## Problem description
Retype the material from the line containing "What is the bounding box of the scaffolding?" through the line containing "[50,3,65,39]", both included, leaving out any picture.
===== Stored data =====
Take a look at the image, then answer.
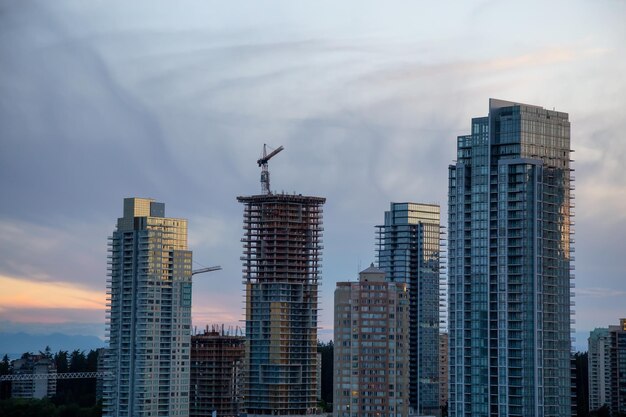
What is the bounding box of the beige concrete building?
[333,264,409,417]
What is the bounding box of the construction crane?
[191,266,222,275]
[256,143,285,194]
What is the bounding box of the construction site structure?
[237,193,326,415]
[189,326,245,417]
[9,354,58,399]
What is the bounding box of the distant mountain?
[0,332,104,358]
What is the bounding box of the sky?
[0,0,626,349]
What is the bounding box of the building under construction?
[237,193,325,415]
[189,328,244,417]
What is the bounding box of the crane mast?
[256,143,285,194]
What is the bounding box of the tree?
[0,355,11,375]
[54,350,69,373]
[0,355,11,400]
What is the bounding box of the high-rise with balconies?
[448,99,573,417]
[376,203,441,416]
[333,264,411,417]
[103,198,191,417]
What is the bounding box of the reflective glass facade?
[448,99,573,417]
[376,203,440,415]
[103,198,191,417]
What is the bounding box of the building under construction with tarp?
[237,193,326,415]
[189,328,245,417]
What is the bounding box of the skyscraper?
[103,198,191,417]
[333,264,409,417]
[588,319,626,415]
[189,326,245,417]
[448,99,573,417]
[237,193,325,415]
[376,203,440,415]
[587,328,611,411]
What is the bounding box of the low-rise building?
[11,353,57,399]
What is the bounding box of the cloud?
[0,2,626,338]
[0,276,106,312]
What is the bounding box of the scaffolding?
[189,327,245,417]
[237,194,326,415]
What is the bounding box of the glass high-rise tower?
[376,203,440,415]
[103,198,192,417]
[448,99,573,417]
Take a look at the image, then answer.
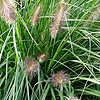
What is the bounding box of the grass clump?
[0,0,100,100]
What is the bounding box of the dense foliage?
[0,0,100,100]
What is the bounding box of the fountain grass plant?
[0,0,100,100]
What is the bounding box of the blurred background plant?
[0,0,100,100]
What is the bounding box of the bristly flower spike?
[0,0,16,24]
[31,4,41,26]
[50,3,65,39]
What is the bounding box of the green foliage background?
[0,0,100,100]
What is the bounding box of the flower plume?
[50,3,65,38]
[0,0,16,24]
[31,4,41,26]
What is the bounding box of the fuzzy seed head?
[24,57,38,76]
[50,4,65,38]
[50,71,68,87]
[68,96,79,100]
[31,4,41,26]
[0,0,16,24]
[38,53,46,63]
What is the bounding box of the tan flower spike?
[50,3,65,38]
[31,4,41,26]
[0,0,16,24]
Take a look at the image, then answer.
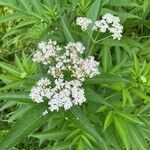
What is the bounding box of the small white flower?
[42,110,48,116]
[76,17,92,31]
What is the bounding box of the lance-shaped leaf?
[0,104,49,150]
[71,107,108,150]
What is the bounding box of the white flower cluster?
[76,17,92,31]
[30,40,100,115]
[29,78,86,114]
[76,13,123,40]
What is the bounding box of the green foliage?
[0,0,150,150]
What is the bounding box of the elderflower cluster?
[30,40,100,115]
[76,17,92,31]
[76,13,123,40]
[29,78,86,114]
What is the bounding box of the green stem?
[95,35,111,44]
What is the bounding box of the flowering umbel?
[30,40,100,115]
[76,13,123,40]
=====
## Result of this task
What is the bounding box of the scaffolding?
[189,327,245,417]
[237,194,326,415]
What is the bounding box of the glass high-rise tower?
[376,203,440,415]
[103,198,192,417]
[448,99,573,417]
Take a look at the image, then answer.
What is the bounding box of the grass clump?
[0,0,100,100]
What is the bounding box of the dense foliage?
[0,0,100,100]
What is the bounding box of the fountain grass plant?
[0,0,100,100]
What is the bounding box of the blurred background plant?
[0,0,100,100]
What is the bounding box of the bristly flower spike?
[0,0,16,24]
[31,4,41,26]
[50,3,65,39]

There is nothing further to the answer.